**AIM**
Copy out the stretch from the line containing "Target = green water" through the end of the entries, switching "pixel coordinates" to "image coordinates" and changing nothing else. Leave the pictures out of your copy.

(Dataset items)
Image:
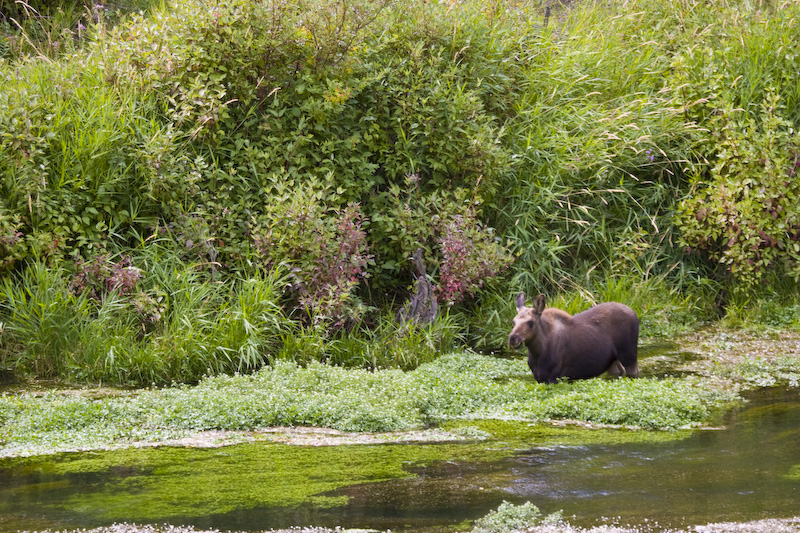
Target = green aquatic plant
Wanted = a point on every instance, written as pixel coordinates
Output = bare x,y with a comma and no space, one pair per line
510,518
460,386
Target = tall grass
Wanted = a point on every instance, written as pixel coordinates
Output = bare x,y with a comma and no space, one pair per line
577,141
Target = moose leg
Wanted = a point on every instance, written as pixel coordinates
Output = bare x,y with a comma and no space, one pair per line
616,369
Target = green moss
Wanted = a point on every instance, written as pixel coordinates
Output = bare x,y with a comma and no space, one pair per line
525,433
150,484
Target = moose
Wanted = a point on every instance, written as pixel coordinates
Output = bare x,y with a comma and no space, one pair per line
602,338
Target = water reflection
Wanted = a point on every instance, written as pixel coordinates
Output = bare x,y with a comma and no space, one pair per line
746,472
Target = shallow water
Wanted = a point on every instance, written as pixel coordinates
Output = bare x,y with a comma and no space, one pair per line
748,471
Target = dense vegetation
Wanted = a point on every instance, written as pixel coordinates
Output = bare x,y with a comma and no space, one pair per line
200,188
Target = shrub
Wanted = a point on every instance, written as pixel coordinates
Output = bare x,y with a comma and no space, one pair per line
326,252
745,215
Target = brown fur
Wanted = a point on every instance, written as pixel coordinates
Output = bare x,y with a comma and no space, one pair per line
602,338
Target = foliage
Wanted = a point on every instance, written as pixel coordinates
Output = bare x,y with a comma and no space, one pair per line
745,216
327,256
171,328
260,136
460,386
509,518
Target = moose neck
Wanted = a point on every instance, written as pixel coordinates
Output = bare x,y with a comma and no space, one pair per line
544,331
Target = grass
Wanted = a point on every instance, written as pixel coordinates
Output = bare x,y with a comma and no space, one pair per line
455,387
598,124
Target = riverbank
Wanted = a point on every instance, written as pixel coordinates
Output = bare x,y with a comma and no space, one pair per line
788,525
685,382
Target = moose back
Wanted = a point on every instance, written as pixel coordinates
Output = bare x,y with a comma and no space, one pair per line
602,338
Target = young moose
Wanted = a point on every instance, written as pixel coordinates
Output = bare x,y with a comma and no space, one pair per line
602,338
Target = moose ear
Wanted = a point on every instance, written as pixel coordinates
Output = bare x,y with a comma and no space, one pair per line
538,304
520,300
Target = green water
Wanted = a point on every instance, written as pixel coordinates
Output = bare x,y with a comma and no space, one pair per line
748,471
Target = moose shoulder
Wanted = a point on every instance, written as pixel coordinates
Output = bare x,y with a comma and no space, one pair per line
602,338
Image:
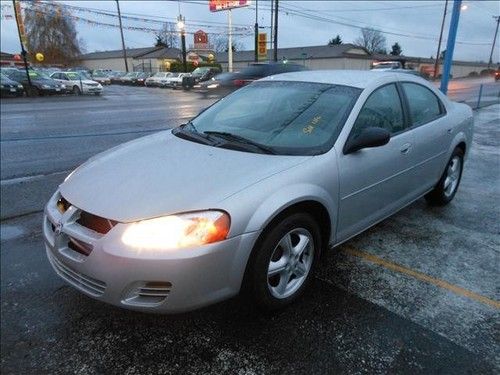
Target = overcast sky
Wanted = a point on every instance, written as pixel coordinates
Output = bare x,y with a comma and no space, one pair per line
418,21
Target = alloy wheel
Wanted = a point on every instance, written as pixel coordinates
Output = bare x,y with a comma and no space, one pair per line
290,263
452,176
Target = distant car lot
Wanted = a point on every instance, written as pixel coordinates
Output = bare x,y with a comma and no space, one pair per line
415,294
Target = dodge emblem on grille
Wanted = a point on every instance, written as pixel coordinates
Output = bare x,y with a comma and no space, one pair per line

**COMPLETE RESPONSE**
Target = green water
Wanted = a point on every instance, written as image coordinates
Output = bare x,y with a comma and no space, one pair per line
748,471
Target = moose shoulder
Wanted = a point on every instance, written as image coordinates
Output = bare x,y with a comma and no space, one pair per line
602,338
Image:
Target = overcast sky
Wanted = a point on every instance, written as image coordinates
Output = bare x,y with a comma and no space, one pair per line
418,21
Target = alloy wheel
Wanted = a point on every instance, written as image coordinates
Output = bare x,y with a comma and no space, one pair per line
290,263
452,176
Target = distant car lot
Wanted = a point on every instance, written as image coordinates
Output = bare x,y with a comma and no space, one pair per line
415,294
Target = dodge emblem on grille
Wanted = a point on every instance, written as image coordinates
Output = bare x,y with a comma and no space, one pair per line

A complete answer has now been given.